- [Task requirements]
1) Set down everything in the film review from "One Battle After Another (general" down to "is that good.", copied word for word.
2) According to the film review, which Thomas Pynchon novel did Anderson draw on for One Battle After Another?

- [Text provided]
-- -- --
Sensational and deeply cerebral, Paul Thomas Anderson’s tenth feature film is a stone-cold masterpiece

Leonardo DiCaprio in One Battle After Another. Photo: Courtesy Warner Bros. Pictures

PICK OF THE WEEK

One Battle After Another (general release)

On March 15, at the Dolby Theatre in Los Angeles, Paul Thomas Anderson’s tenth feature film ought to be awarded the Oscar for Best Picture. Yes, it is that good.

For the second time – following Inherent Vice (2014) – Anderson has quarried the work of Thomas Pynchon: in this case, the great postmodernist’s political novel Vineland (1990), set in the year of Ronald Reagan’s re-election to the presidency. On this occasion, however, the connection between book and movie is loose.

Roaming freely over the American timescape, One Battle After Another opens with a thrilling action sequence in which a militant group, the French 75, liberates the detainees in a military facility near the Mexican border. The voice of the revolution is Perfidia Beverly Hills (Teyana Taylor, excellent), who declares: “Free borders! Free choices! Free from fear!”

The contemporary resonance is vivid and the French 75 has naturally been compared to Antifa (the decentralised anti-fascist network in the US today). But in style, rhetoric and method, the group more closely resemble the radical organisations of the late 1960s and early 1970s: the Weather Underground, the Black Panthers and the Symbionese Liberation Army.
-- -- --
Entries taken from a collection:
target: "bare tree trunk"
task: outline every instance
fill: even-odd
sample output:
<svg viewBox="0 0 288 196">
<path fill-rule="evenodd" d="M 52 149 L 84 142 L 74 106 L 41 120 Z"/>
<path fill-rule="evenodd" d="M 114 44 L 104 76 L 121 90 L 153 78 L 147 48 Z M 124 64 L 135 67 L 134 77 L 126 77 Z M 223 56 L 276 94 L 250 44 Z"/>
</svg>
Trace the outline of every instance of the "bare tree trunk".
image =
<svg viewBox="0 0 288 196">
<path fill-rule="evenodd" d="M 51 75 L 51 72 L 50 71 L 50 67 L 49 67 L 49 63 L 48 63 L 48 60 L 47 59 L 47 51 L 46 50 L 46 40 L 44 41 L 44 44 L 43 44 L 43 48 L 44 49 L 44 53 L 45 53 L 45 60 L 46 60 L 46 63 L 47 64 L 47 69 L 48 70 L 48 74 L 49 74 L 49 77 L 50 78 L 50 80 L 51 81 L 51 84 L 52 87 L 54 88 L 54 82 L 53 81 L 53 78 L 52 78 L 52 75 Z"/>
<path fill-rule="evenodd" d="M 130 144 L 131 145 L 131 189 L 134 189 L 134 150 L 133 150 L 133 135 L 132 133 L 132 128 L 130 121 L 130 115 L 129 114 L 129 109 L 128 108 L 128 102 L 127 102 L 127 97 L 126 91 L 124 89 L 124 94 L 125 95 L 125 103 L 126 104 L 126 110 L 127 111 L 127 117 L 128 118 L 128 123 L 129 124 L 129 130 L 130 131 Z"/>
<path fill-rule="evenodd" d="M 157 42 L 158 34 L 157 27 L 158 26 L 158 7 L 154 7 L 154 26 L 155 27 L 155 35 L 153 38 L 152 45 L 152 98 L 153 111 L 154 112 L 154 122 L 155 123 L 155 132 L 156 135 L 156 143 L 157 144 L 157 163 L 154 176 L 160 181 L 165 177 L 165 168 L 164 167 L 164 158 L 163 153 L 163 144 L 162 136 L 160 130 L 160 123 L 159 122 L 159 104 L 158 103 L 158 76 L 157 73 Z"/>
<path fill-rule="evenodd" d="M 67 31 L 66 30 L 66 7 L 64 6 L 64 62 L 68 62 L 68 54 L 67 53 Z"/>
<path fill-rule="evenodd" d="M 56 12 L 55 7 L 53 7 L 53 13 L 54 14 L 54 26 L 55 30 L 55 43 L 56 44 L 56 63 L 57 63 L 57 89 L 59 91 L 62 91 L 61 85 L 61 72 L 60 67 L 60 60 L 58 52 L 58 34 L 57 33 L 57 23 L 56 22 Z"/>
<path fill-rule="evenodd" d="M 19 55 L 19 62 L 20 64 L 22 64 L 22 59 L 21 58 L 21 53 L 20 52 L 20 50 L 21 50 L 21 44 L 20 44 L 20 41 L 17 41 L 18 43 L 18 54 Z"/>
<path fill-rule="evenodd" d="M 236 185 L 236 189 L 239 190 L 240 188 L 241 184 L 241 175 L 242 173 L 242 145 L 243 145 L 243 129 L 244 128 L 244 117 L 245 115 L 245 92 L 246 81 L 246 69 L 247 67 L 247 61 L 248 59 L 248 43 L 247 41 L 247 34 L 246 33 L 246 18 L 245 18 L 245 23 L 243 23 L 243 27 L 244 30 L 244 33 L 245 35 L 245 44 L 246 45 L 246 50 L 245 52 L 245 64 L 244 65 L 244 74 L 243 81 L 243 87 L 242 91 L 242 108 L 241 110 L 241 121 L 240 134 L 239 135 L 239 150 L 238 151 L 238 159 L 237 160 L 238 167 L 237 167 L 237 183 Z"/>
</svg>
-- -- --
- [Answers for the tasks]
1)
One Battle After Another (general release)

On March 15, at the Dolby Theatre in Los Angeles, Paul Thomas Anderson’s tenth feature film ought to be awarded the Oscar for Best Picture. Yes, it is that good.

2) Vineland (1990)